## Stored items

-*-

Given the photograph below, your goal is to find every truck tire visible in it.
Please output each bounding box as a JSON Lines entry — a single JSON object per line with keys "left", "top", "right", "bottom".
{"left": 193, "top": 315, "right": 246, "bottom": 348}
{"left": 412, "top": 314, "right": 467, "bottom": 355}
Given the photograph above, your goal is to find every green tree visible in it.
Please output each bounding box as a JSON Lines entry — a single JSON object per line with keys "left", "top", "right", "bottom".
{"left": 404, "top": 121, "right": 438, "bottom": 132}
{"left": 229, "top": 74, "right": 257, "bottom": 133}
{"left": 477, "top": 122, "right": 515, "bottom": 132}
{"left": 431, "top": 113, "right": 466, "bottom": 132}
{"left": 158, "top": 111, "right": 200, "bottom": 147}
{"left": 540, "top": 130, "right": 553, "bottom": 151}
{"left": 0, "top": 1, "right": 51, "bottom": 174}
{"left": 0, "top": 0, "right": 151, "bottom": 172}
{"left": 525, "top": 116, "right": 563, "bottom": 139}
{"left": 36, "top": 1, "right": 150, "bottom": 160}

-*-

Nothing should be changed: write out all of the data as is.

Given the photograph below, your goal is to find every truck tire visible in it.
Please output each bounding box as a JSON Lines entry — a single JSON object per line with keys "left", "top", "right", "bottom".
{"left": 193, "top": 315, "right": 246, "bottom": 348}
{"left": 412, "top": 314, "right": 467, "bottom": 355}
Given the photograph above, your goal is to find every green tree visible in it.
Please output each bounding box as a JSON Lines entry — a single JSON object per line with keys "left", "top", "right", "bottom".
{"left": 404, "top": 121, "right": 438, "bottom": 132}
{"left": 229, "top": 74, "right": 257, "bottom": 133}
{"left": 477, "top": 122, "right": 515, "bottom": 132}
{"left": 431, "top": 113, "right": 466, "bottom": 132}
{"left": 158, "top": 111, "right": 200, "bottom": 147}
{"left": 540, "top": 130, "right": 553, "bottom": 151}
{"left": 0, "top": 1, "right": 51, "bottom": 174}
{"left": 0, "top": 0, "right": 151, "bottom": 172}
{"left": 525, "top": 116, "right": 563, "bottom": 139}
{"left": 36, "top": 1, "right": 150, "bottom": 160}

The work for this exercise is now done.